If you want to list your ads so that they display in paid search engine results, you can use Google AdWords. AdWords is Google’s paid search program that lets you create your own ads, choose your keyword phrases, set your maximum bid price, and specify a budget. If you’re having trouble creating ads, Google has a program to help you create and target your ads. It then matches your ads to the right audience within its network, and you pay only when your ad is clicked.

How much you pay varies greatly depending on the keyword because competition drives the bid price. For instance, a keyword like mesothelioma, the cancer caused by asbestos, runs about $56 per click. Lawyers love this one because a case could arguably net them hundreds of thousands of dollars, so it’s worth getting the one case per hundred clicks, and multiple competitors drive the price up through bidding wars.

Signing up for Google AdWords

You can activate an AdWords account for $5, choosing a maximum cost-per-click (how much you pay when the ad is clicked) ranging from one cent on up; there’s really no limit. Google provides a calculator for determining your daily budget, along with information on how to control your costs by setting limits. Google also has stringent editorial guidelines designed to ensure ad effectiveness and to discourage spam. Payment can be made by credit card, debit card, or direct debit, as well as via bank transfer.
- - - - - - -
Work instruction 1:
According to the text on Google AdWords, how much does it cost to activate an AdWords account?
Work instruction 2:
Write what comes next in the text on Google AdWords, picking up after its last sentence.
The lines after this point come from a separate source.

Material provided:
- - - - - - -
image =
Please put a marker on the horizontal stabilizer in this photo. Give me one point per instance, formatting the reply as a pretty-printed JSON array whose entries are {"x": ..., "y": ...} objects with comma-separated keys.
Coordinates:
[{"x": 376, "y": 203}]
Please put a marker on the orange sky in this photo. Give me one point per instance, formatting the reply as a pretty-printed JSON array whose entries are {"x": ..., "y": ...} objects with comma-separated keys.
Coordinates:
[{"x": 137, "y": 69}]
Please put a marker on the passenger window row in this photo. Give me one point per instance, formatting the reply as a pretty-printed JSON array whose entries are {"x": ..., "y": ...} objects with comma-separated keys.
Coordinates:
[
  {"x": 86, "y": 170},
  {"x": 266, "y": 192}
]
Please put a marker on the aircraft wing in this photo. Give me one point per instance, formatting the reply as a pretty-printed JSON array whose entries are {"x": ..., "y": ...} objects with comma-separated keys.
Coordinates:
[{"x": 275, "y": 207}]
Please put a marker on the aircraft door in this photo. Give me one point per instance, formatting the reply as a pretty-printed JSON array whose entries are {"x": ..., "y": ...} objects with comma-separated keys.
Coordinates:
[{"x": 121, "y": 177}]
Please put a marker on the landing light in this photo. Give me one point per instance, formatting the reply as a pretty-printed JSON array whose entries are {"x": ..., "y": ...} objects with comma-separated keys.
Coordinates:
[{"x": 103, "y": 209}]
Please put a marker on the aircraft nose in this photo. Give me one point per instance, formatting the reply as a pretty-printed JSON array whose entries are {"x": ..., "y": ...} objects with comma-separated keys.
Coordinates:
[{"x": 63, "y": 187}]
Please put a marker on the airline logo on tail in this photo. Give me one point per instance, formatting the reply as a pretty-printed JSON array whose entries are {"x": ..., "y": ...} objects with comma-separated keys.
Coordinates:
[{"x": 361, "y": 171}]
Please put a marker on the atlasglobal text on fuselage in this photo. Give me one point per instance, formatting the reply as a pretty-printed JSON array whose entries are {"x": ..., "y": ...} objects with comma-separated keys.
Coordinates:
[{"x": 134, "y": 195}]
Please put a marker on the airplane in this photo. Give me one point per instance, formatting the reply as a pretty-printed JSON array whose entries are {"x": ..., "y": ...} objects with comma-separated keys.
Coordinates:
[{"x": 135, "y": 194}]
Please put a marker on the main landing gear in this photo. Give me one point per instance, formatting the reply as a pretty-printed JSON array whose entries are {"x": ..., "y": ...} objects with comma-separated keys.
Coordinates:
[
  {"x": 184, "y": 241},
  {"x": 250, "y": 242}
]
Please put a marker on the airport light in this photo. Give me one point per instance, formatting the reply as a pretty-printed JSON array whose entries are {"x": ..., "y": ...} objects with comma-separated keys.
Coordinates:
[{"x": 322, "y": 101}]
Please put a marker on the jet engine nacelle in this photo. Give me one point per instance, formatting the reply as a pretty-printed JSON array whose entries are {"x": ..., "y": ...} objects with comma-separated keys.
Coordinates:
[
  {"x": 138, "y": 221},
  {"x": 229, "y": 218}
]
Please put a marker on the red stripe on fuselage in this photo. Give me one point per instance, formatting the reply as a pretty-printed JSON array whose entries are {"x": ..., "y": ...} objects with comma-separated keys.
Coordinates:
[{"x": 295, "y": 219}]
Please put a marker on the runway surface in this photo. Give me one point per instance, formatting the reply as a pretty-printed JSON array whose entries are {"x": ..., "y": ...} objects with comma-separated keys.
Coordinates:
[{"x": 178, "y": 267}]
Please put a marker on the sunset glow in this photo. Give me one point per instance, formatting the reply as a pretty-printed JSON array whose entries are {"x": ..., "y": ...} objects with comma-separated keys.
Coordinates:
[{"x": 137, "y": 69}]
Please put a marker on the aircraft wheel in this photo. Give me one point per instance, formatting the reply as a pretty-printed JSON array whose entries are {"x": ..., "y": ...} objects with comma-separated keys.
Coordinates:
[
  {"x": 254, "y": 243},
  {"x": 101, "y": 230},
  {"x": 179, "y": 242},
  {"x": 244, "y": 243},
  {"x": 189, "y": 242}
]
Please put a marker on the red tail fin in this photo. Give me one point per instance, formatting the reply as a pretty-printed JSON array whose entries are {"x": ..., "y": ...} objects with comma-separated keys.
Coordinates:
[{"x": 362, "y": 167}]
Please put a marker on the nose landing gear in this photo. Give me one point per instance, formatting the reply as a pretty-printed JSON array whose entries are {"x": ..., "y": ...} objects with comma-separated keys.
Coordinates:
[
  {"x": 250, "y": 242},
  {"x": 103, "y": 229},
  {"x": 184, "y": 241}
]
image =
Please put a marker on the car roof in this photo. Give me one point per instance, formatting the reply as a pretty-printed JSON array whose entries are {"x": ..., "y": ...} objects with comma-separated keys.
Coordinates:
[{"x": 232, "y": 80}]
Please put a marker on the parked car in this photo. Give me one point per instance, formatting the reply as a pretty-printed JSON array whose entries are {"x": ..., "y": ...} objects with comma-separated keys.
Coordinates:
- - - - - - -
Written answer 1:
$5.

Written answer 2:
Choosing placement options on Google AdWords

With Google AdWords, you have three placement options available to you. The most common is for your ads to appear on a Google search engine results page based on a keyword trigger. The second option allows your site to show up in the search results pages of Google's distribution partners like AOL and Ask.com. The third option is site-targeted campaigns in which you can have your ads show up on sites in Google’s content network (via Google's AdSense publisher platform). Site-targeted campaigns are based on a cost-per-thousand-impressions (CPM — the M stands for mille and is a holdover from the old printing press days) model with $0.25 as the minimum per 1,000 impressions.

Google has also recently introduced limited demographic targeting, allowing advertisers to select gender, age group, annual household income, ethnicity, and children/no children in the household (which raises the price, but also increases the potential effectiveness of your ad).

A screenshot of Google ads.
A screenshot of Google ads.

The benefits of using Google AdWords

Most people want to advertise on Google because their ad has a chance of appearing across a wide range of networks, like America Online, HowStuffWorks, Ask (U.S. and U.K.), T-Online (Europe), News Interactive (Australia), Tencent (China), and thousands of others worldwide. Notice in the above figure how Google tries to target the ads based on the content of the Web page where the ads appear.

The major benefits of Google AdWords PPC advertising are

  • An established brand: Google gets the most searches (61.5 percent in June 2008).

  • A strong distribution network.

  • Both pay-per-click and pay-per-impression cost models.

  • Site targeting with both text and image ads.

  • Costs automatically reduced to the lowest price required to maintain position.

  • Immediate listings mean your ads go live in about 15 minutes.

  • No minimum monthly spending or monthly fees.

  • Daily budget visibility.

  • Multiple ads can be created to test the effectiveness of keywords.

  • Keyword suggestion tool.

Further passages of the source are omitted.